Coronavirus disease 2019 (COVID-19) pandemic caused by severe acute respiratory syndrome coronavirus 2 (SARS-CoV-2) has been the greatest healthcare challenge our world has faced in recent times.
Though primarily this virus affects the respiratory system, involvement of cardiovascular system with varying degrees of severity is quite common. Also, patients with preexisting cardiovascular disease have a much higher case fatality rate from COVID-19 infection compared to the standard population.
Management of cardiac complications secondary to COVID -19 and also concomitant presentation with cardiac illnesses during COVID-19 present new challenges in the management of such patients, many of whom will need emergency care in a timely manner. Also, the resource allocation and prioritisation of management related issues for such illnesses during these pandemic times will need careful consideration.
In this review the presenters will review the cardiac complication of COVID-19 and their implications on management from an Australian and International perspective. This will be followed by a panel discussion, which will include cardiovascular experts from India, where they will discuss more practical issues and also answer any questions from the audience.

TASKS AND EXERCISES:
A - List the people or groups who, according to the last paragraph of the COVID-19 cardiology summary, take part in the session.
B - Resume the COVID-19 cardiology summary after its final sentence.
The records below are not needed.

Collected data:
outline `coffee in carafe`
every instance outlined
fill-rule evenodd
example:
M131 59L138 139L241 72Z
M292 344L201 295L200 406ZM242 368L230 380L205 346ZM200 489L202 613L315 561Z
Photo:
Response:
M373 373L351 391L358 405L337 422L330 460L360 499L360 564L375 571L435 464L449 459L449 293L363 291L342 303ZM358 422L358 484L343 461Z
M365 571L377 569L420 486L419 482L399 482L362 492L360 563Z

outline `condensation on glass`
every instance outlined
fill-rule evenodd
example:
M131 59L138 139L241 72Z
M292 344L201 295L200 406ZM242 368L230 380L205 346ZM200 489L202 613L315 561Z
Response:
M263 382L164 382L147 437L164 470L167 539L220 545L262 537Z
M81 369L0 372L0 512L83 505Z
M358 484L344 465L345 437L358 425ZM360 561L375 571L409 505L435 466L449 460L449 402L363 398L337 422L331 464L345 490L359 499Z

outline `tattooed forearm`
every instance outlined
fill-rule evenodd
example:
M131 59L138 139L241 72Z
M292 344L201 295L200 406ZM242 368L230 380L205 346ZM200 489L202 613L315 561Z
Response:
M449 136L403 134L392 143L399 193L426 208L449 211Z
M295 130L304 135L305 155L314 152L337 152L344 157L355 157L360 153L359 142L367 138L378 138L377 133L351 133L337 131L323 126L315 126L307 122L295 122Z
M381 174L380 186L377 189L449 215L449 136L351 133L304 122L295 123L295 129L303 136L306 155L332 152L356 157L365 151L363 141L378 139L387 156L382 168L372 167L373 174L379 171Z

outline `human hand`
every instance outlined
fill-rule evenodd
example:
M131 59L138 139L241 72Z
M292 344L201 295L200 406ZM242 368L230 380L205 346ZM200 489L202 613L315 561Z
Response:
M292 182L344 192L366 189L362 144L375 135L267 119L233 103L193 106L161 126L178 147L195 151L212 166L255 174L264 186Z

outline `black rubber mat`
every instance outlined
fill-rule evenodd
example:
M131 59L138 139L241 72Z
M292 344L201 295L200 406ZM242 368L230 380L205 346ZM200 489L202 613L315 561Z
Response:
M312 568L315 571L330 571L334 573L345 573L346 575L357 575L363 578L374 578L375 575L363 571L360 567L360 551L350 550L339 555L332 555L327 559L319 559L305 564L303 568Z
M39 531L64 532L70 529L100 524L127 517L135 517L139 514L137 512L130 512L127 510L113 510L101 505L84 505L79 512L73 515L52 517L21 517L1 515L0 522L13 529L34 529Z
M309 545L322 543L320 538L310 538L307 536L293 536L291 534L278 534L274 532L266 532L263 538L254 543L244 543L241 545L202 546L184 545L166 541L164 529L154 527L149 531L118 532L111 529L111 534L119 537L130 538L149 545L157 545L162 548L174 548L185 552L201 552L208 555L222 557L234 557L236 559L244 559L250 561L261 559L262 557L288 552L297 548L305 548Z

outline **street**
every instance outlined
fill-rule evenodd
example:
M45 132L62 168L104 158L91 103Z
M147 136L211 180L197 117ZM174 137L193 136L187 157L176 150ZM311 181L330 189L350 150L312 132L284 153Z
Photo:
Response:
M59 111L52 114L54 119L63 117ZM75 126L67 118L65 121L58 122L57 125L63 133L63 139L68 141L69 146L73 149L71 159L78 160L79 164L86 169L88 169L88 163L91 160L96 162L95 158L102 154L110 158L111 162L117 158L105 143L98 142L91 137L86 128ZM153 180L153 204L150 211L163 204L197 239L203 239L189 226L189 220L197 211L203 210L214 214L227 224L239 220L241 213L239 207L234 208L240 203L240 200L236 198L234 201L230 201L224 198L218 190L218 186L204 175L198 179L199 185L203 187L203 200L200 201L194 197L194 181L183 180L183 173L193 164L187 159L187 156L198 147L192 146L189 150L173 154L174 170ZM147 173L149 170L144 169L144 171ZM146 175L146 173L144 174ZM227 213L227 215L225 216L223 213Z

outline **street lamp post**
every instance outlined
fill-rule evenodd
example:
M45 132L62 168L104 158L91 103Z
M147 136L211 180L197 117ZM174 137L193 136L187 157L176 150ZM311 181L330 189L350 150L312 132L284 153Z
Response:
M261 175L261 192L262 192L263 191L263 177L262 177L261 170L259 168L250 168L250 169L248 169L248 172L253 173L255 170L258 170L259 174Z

ANSWERS TO THE EXERCISES:
A - The presenters, the cardiovascular experts from India on the panel, and the audience.

B -
About the speakers
A/Prof Rajeev Pathak
A/Professor Rajeev Pathak is Clinical Director for Cardiac Electrophysiology & Pacing at the Canberra Hospital, The Australian National University and The Canberra Heart Rhythm Centre. His residency and advanced training in Cardiology were completed at The Canberra Hospital, before pursuing his Doctorate and sub-specialisation in Cardiac Electrophysiology at the Royal Adelaide Hospital. His PhD studies were awarded numerous accolades including The University medal, Ralph Reader Award from the Cardiac Society of Australia and New Zealand, The Samuel A. Levine Young Investigator Award from the American Heart Association, the Eric Prystowsky award from Heart Rhythm Society and the Parmley award from The American college of Cardiology. After completion of his PhD, Rajeev was awarded the prestigious Neil Hamilton Fellowship from the National Health and Medical Research Council (NHMRC) and the Bushells Fellowship by Royal Australasian College of Physicians (RACP) to join the team of Professor Francis Marchlinski at The University of Pennsylvania.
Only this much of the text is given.